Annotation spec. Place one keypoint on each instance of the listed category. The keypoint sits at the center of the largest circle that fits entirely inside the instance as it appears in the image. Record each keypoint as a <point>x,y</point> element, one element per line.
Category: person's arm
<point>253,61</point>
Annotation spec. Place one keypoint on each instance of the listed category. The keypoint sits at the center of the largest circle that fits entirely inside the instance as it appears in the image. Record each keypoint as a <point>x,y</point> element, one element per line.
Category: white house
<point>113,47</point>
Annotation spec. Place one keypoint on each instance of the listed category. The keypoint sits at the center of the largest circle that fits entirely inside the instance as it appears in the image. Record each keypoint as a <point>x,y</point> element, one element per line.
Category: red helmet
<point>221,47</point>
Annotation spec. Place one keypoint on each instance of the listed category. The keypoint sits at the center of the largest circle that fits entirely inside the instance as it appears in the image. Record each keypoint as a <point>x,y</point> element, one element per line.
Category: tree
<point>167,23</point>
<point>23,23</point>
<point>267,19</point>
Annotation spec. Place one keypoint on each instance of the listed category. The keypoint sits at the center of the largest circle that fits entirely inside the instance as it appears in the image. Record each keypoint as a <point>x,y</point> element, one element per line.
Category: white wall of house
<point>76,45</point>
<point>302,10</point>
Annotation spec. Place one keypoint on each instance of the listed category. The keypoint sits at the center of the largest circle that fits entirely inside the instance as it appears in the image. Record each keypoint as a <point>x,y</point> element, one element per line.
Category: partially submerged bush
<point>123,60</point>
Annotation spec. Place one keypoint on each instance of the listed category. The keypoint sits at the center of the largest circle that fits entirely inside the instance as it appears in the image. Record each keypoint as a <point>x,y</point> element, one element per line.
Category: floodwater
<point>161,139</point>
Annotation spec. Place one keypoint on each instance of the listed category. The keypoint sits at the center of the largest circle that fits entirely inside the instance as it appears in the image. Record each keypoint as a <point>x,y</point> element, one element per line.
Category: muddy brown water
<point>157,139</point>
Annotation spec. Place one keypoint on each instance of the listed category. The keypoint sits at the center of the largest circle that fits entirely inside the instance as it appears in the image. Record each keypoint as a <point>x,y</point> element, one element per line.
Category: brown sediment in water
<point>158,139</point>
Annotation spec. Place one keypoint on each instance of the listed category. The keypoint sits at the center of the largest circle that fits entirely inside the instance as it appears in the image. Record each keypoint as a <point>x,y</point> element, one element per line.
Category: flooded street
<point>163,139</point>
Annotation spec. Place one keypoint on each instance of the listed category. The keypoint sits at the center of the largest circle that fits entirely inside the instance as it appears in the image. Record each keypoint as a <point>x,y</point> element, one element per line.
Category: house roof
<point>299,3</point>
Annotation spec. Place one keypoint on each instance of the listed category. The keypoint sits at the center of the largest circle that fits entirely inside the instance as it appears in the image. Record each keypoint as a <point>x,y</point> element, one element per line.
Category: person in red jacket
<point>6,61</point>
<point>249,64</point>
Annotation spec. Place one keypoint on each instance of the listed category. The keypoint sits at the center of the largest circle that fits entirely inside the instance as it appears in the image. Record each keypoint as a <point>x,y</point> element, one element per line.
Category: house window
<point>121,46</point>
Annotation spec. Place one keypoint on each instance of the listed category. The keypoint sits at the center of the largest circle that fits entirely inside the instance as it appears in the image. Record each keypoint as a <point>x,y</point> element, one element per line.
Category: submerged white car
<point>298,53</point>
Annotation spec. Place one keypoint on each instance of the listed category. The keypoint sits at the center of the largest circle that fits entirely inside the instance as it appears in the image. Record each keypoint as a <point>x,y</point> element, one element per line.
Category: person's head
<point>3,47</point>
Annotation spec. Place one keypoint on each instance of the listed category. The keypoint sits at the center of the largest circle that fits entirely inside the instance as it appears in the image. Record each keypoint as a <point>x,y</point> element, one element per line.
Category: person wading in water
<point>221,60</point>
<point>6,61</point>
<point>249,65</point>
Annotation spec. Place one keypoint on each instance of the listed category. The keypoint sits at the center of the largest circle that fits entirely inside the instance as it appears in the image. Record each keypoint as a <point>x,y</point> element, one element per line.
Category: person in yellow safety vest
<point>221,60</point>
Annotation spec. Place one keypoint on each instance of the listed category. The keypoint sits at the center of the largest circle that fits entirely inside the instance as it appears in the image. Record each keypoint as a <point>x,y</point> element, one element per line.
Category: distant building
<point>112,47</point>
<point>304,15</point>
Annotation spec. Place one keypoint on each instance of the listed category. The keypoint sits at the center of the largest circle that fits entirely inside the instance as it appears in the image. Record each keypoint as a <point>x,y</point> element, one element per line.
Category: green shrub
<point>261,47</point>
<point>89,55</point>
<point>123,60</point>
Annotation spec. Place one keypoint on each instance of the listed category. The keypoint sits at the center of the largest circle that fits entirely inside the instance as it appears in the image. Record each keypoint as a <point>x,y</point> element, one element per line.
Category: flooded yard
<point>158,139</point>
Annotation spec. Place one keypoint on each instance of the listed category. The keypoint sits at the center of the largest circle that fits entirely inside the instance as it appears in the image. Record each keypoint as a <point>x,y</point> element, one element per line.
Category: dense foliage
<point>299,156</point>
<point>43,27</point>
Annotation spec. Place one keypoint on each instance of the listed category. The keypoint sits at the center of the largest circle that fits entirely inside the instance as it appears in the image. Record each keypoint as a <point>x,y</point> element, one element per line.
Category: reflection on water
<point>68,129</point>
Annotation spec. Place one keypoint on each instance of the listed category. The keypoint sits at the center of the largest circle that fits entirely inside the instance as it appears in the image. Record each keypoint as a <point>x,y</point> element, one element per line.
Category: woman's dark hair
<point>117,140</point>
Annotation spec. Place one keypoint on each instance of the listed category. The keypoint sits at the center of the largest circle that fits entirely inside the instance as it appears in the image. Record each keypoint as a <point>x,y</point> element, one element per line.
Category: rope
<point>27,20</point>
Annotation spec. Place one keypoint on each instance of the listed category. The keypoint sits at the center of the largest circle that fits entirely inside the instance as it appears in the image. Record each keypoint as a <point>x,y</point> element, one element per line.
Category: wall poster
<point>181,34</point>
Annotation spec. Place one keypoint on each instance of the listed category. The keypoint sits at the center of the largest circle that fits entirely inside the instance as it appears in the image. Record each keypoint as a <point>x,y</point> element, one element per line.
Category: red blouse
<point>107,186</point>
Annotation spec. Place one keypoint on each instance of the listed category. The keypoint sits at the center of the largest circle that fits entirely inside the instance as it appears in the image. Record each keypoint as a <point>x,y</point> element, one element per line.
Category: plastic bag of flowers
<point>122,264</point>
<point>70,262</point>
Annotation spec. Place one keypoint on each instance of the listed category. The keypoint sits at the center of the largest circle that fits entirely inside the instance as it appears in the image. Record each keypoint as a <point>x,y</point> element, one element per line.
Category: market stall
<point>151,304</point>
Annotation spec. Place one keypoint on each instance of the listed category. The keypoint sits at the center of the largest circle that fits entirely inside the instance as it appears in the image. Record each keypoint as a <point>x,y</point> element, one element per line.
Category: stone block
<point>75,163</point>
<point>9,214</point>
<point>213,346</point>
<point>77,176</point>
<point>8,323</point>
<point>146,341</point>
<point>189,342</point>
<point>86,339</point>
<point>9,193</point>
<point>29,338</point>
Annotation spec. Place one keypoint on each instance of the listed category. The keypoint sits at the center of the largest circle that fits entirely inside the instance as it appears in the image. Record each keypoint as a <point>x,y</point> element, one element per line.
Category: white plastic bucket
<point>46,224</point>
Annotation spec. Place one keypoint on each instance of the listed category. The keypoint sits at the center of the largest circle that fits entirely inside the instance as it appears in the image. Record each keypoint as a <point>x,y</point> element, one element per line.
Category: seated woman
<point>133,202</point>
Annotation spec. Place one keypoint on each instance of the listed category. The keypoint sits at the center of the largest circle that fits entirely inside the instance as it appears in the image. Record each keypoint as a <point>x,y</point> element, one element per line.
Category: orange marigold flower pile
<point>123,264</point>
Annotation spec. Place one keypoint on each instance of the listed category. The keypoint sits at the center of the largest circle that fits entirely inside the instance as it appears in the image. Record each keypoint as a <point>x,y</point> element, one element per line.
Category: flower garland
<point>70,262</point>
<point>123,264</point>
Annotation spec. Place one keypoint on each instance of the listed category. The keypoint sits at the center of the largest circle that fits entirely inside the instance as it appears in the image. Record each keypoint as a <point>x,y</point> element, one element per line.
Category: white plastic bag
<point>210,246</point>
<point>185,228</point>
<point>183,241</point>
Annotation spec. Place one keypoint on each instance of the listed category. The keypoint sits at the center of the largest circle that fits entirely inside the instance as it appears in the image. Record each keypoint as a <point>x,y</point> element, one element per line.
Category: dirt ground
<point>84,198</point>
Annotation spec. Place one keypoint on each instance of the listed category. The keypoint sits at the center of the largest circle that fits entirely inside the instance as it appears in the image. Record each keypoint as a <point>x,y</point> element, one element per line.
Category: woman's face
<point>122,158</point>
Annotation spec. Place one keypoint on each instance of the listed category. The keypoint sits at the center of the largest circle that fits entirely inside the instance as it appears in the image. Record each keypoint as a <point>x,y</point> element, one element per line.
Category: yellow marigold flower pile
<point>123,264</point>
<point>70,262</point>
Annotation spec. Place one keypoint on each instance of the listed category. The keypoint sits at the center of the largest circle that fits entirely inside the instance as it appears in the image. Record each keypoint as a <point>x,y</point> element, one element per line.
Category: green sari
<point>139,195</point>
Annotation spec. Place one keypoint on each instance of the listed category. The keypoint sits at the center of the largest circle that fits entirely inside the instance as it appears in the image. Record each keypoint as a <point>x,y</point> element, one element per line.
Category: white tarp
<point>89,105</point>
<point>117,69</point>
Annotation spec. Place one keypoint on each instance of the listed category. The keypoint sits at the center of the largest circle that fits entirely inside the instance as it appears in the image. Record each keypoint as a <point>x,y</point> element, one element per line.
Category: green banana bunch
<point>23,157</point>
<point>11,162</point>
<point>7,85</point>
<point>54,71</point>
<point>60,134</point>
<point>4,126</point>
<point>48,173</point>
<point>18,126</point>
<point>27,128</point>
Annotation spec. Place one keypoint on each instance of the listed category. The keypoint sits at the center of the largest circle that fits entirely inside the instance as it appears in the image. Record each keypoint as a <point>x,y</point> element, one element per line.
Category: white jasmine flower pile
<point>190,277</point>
───
Copy the data word for word, starting at the first line and ending at the line that holds "<point>113,47</point>".

▸ **Answer to this task**:
Annotation spec. Place one keypoint on each instance of the listed category. The keypoint sits at the center of the largest circle that fits entirely inside the instance as it appears in the image. Record each keypoint as a <point>x,y</point> element, one element per line.
Category: person's arm
<point>253,61</point>
Annotation spec. Place one keypoint on each instance of the listed category. The keypoint sits at the center of the largest circle that fits entirely inside the instance as it appears in the image. Record each keypoint as a <point>x,y</point> element, one element per line.
Category: white house
<point>113,47</point>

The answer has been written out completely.